## Required action
Output the full listing exactly as written, with no pictures in it.

## Material to process

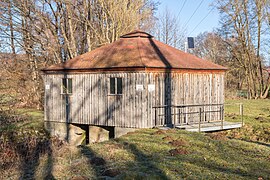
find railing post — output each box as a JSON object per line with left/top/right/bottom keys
{"left": 185, "top": 107, "right": 188, "bottom": 124}
{"left": 204, "top": 106, "right": 207, "bottom": 122}
{"left": 154, "top": 107, "right": 157, "bottom": 126}
{"left": 173, "top": 107, "right": 176, "bottom": 128}
{"left": 199, "top": 108, "right": 202, "bottom": 132}
{"left": 164, "top": 106, "right": 166, "bottom": 125}
{"left": 220, "top": 106, "right": 224, "bottom": 129}
{"left": 165, "top": 106, "right": 168, "bottom": 125}
{"left": 240, "top": 103, "right": 244, "bottom": 126}
{"left": 178, "top": 108, "right": 181, "bottom": 125}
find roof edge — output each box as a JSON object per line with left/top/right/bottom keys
{"left": 41, "top": 67, "right": 227, "bottom": 74}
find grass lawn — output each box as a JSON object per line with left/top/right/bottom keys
{"left": 73, "top": 128, "right": 270, "bottom": 179}
{"left": 0, "top": 108, "right": 44, "bottom": 132}
{"left": 224, "top": 99, "right": 270, "bottom": 142}
{"left": 225, "top": 99, "right": 270, "bottom": 125}
{"left": 0, "top": 99, "right": 270, "bottom": 179}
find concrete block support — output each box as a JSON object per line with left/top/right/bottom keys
{"left": 45, "top": 122, "right": 139, "bottom": 145}
{"left": 114, "top": 127, "right": 138, "bottom": 138}
{"left": 44, "top": 121, "right": 85, "bottom": 146}
{"left": 88, "top": 126, "right": 138, "bottom": 142}
{"left": 89, "top": 126, "right": 110, "bottom": 143}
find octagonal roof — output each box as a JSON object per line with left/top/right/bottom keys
{"left": 43, "top": 30, "right": 227, "bottom": 72}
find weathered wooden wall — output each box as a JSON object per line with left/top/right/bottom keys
{"left": 44, "top": 71, "right": 224, "bottom": 128}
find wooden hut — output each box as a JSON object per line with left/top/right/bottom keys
{"left": 42, "top": 30, "right": 227, "bottom": 143}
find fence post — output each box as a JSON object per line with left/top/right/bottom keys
{"left": 220, "top": 106, "right": 224, "bottom": 129}
{"left": 240, "top": 103, "right": 244, "bottom": 126}
{"left": 199, "top": 108, "right": 202, "bottom": 132}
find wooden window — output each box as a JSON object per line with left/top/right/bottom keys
{"left": 62, "top": 78, "right": 72, "bottom": 94}
{"left": 109, "top": 77, "right": 122, "bottom": 95}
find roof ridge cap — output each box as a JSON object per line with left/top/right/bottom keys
{"left": 120, "top": 30, "right": 153, "bottom": 38}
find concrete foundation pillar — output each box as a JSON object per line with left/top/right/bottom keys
{"left": 89, "top": 126, "right": 110, "bottom": 143}
{"left": 44, "top": 122, "right": 139, "bottom": 145}
{"left": 114, "top": 127, "right": 137, "bottom": 138}
{"left": 44, "top": 121, "right": 86, "bottom": 146}
{"left": 88, "top": 126, "right": 138, "bottom": 142}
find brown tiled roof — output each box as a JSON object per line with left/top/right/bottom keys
{"left": 43, "top": 30, "right": 227, "bottom": 71}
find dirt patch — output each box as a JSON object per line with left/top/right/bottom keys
{"left": 169, "top": 148, "right": 189, "bottom": 156}
{"left": 254, "top": 116, "right": 268, "bottom": 123}
{"left": 206, "top": 132, "right": 228, "bottom": 141}
{"left": 104, "top": 143, "right": 123, "bottom": 150}
{"left": 169, "top": 138, "right": 188, "bottom": 147}
{"left": 166, "top": 129, "right": 177, "bottom": 133}
{"left": 51, "top": 136, "right": 67, "bottom": 149}
{"left": 70, "top": 175, "right": 89, "bottom": 180}
{"left": 225, "top": 125, "right": 270, "bottom": 142}
{"left": 162, "top": 136, "right": 173, "bottom": 141}
{"left": 103, "top": 143, "right": 124, "bottom": 159}
{"left": 152, "top": 130, "right": 166, "bottom": 135}
{"left": 225, "top": 113, "right": 237, "bottom": 119}
{"left": 127, "top": 131, "right": 137, "bottom": 135}
{"left": 90, "top": 157, "right": 106, "bottom": 166}
{"left": 102, "top": 168, "right": 120, "bottom": 177}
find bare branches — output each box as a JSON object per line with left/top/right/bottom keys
{"left": 215, "top": 0, "right": 270, "bottom": 98}
{"left": 0, "top": 0, "right": 157, "bottom": 107}
{"left": 152, "top": 8, "right": 186, "bottom": 50}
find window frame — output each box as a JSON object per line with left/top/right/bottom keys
{"left": 61, "top": 78, "right": 73, "bottom": 95}
{"left": 109, "top": 77, "right": 123, "bottom": 95}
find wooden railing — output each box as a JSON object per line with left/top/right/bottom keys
{"left": 153, "top": 104, "right": 225, "bottom": 127}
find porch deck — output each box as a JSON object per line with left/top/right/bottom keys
{"left": 175, "top": 121, "right": 243, "bottom": 132}
{"left": 157, "top": 121, "right": 243, "bottom": 132}
{"left": 153, "top": 103, "right": 244, "bottom": 132}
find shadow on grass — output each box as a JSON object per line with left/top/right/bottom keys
{"left": 79, "top": 145, "right": 119, "bottom": 178}
{"left": 115, "top": 140, "right": 169, "bottom": 179}
{"left": 5, "top": 131, "right": 55, "bottom": 180}
{"left": 43, "top": 147, "right": 54, "bottom": 180}
{"left": 183, "top": 156, "right": 261, "bottom": 178}
{"left": 0, "top": 108, "right": 55, "bottom": 180}
{"left": 242, "top": 139, "right": 270, "bottom": 148}
{"left": 79, "top": 142, "right": 169, "bottom": 179}
{"left": 183, "top": 139, "right": 270, "bottom": 179}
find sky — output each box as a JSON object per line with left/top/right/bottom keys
{"left": 157, "top": 0, "right": 220, "bottom": 37}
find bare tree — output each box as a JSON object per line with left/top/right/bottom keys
{"left": 152, "top": 8, "right": 186, "bottom": 50}
{"left": 216, "top": 0, "right": 270, "bottom": 98}
{"left": 0, "top": 0, "right": 158, "bottom": 108}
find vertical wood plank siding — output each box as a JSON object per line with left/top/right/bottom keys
{"left": 44, "top": 72, "right": 225, "bottom": 128}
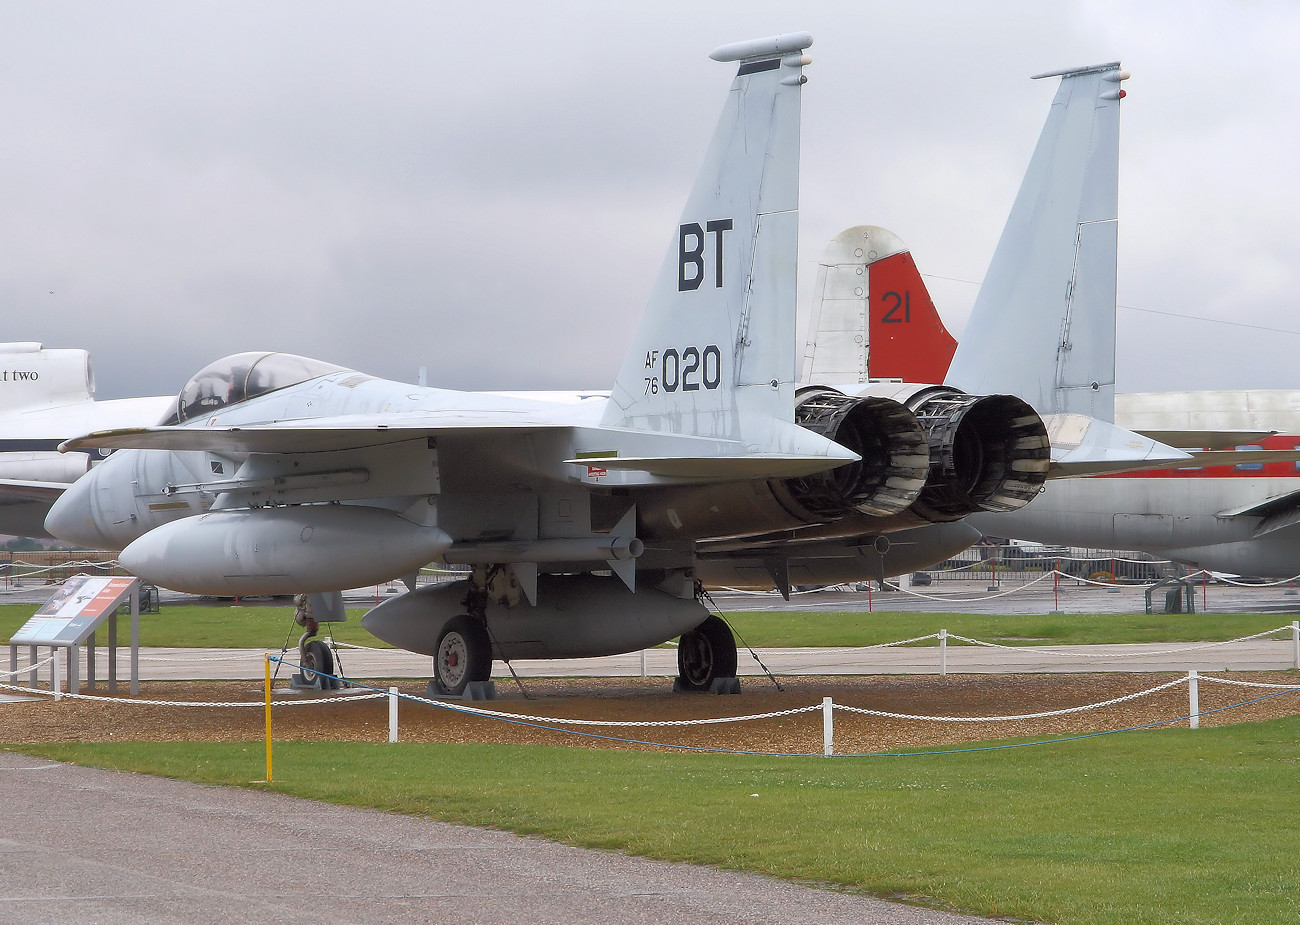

## Response for this exercise
find railing post — output each box as a JSON object per line with left/top/right/bottom keys
{"left": 185, "top": 107, "right": 188, "bottom": 124}
{"left": 204, "top": 106, "right": 207, "bottom": 122}
{"left": 154, "top": 107, "right": 157, "bottom": 126}
{"left": 173, "top": 107, "right": 176, "bottom": 128}
{"left": 199, "top": 108, "right": 202, "bottom": 132}
{"left": 164, "top": 106, "right": 166, "bottom": 125}
{"left": 220, "top": 106, "right": 224, "bottom": 129}
{"left": 165, "top": 106, "right": 168, "bottom": 125}
{"left": 240, "top": 103, "right": 244, "bottom": 126}
{"left": 178, "top": 108, "right": 181, "bottom": 125}
find roof edge — output each box as a JSON object per line with left/top/right/bottom keys
{"left": 41, "top": 67, "right": 227, "bottom": 74}
find grass lawn — output each box as a JSON object per line with left/top/right/bottom keys
{"left": 73, "top": 128, "right": 270, "bottom": 179}
{"left": 0, "top": 108, "right": 44, "bottom": 132}
{"left": 224, "top": 99, "right": 270, "bottom": 142}
{"left": 225, "top": 99, "right": 270, "bottom": 125}
{"left": 0, "top": 99, "right": 270, "bottom": 179}
find concrete block support — output each box as a JSON object per line with left/top/right/bottom keys
{"left": 45, "top": 122, "right": 139, "bottom": 145}
{"left": 114, "top": 127, "right": 138, "bottom": 138}
{"left": 44, "top": 121, "right": 85, "bottom": 146}
{"left": 88, "top": 126, "right": 138, "bottom": 142}
{"left": 89, "top": 126, "right": 110, "bottom": 143}
find octagonal roof — output each box as a JSON object per line with left/top/right/bottom keys
{"left": 43, "top": 30, "right": 227, "bottom": 72}
find weathered wooden wall — output each box as a JSON object per line with left/top/right/bottom keys
{"left": 44, "top": 71, "right": 224, "bottom": 128}
find wooden hut — output each box as a JSON object per line with left/top/right/bottom keys
{"left": 42, "top": 30, "right": 227, "bottom": 143}
find fence post — output each box as a JSON object per line with left/top/right/bottom keys
{"left": 220, "top": 106, "right": 224, "bottom": 129}
{"left": 240, "top": 103, "right": 244, "bottom": 126}
{"left": 199, "top": 108, "right": 202, "bottom": 132}
find wooden window — output each box as a JSON object per line with left/top/right/bottom keys
{"left": 62, "top": 78, "right": 72, "bottom": 94}
{"left": 109, "top": 77, "right": 122, "bottom": 95}
find roof ridge cap — output each box as a JSON object per line with left/top/right/bottom keys
{"left": 120, "top": 30, "right": 153, "bottom": 38}
find concrete foundation pillar — output each box as a JSON object per line with left/top/right/bottom keys
{"left": 89, "top": 126, "right": 110, "bottom": 143}
{"left": 44, "top": 122, "right": 139, "bottom": 145}
{"left": 114, "top": 127, "right": 137, "bottom": 138}
{"left": 44, "top": 121, "right": 86, "bottom": 146}
{"left": 88, "top": 126, "right": 138, "bottom": 142}
find brown tiled roof — output each box as a JSON object per line with left/top/right/bottom keys
{"left": 43, "top": 30, "right": 227, "bottom": 71}
find dirt patch — output each box as a JSON object per line with left/top/right/bottom keys
{"left": 169, "top": 148, "right": 189, "bottom": 156}
{"left": 254, "top": 116, "right": 268, "bottom": 123}
{"left": 206, "top": 132, "right": 228, "bottom": 141}
{"left": 104, "top": 143, "right": 123, "bottom": 150}
{"left": 169, "top": 138, "right": 188, "bottom": 147}
{"left": 166, "top": 129, "right": 177, "bottom": 133}
{"left": 51, "top": 136, "right": 67, "bottom": 149}
{"left": 70, "top": 175, "right": 89, "bottom": 180}
{"left": 225, "top": 125, "right": 270, "bottom": 142}
{"left": 162, "top": 136, "right": 173, "bottom": 141}
{"left": 103, "top": 143, "right": 124, "bottom": 159}
{"left": 152, "top": 130, "right": 166, "bottom": 135}
{"left": 225, "top": 113, "right": 237, "bottom": 119}
{"left": 127, "top": 131, "right": 137, "bottom": 135}
{"left": 90, "top": 157, "right": 106, "bottom": 166}
{"left": 102, "top": 168, "right": 120, "bottom": 177}
find bare branches — output each box as a JSON object per line with left/top/right/bottom keys
{"left": 215, "top": 0, "right": 270, "bottom": 98}
{"left": 0, "top": 0, "right": 157, "bottom": 107}
{"left": 152, "top": 8, "right": 186, "bottom": 50}
find window frame — output each box as a JSON object per line with left/top/right/bottom keys
{"left": 61, "top": 78, "right": 73, "bottom": 95}
{"left": 109, "top": 77, "right": 123, "bottom": 95}
find wooden railing — output each box as a JSON object per line with left/top/right/bottom keys
{"left": 153, "top": 104, "right": 225, "bottom": 127}
find porch deck — output each box as a JSON object per line with left/top/right/bottom keys
{"left": 175, "top": 121, "right": 243, "bottom": 132}
{"left": 157, "top": 121, "right": 243, "bottom": 132}
{"left": 153, "top": 103, "right": 244, "bottom": 132}
find shadow on grass — output each box as a JSON object per line with left/top/right/bottom keys
{"left": 79, "top": 145, "right": 119, "bottom": 178}
{"left": 115, "top": 140, "right": 169, "bottom": 179}
{"left": 5, "top": 131, "right": 55, "bottom": 180}
{"left": 43, "top": 147, "right": 54, "bottom": 180}
{"left": 183, "top": 156, "right": 261, "bottom": 178}
{"left": 0, "top": 108, "right": 55, "bottom": 180}
{"left": 242, "top": 139, "right": 270, "bottom": 148}
{"left": 79, "top": 142, "right": 169, "bottom": 179}
{"left": 183, "top": 139, "right": 270, "bottom": 179}
find sky — output each box as a JSON object per line with left/top/right/bottom keys
{"left": 157, "top": 0, "right": 220, "bottom": 37}
find bare tree — output each box as a JSON object per line with left/top/right/bottom keys
{"left": 152, "top": 8, "right": 186, "bottom": 50}
{"left": 216, "top": 0, "right": 270, "bottom": 98}
{"left": 0, "top": 0, "right": 158, "bottom": 108}
find vertical wood plank siding — output each box as a JSON object per line with left/top/right/bottom keys
{"left": 44, "top": 72, "right": 225, "bottom": 128}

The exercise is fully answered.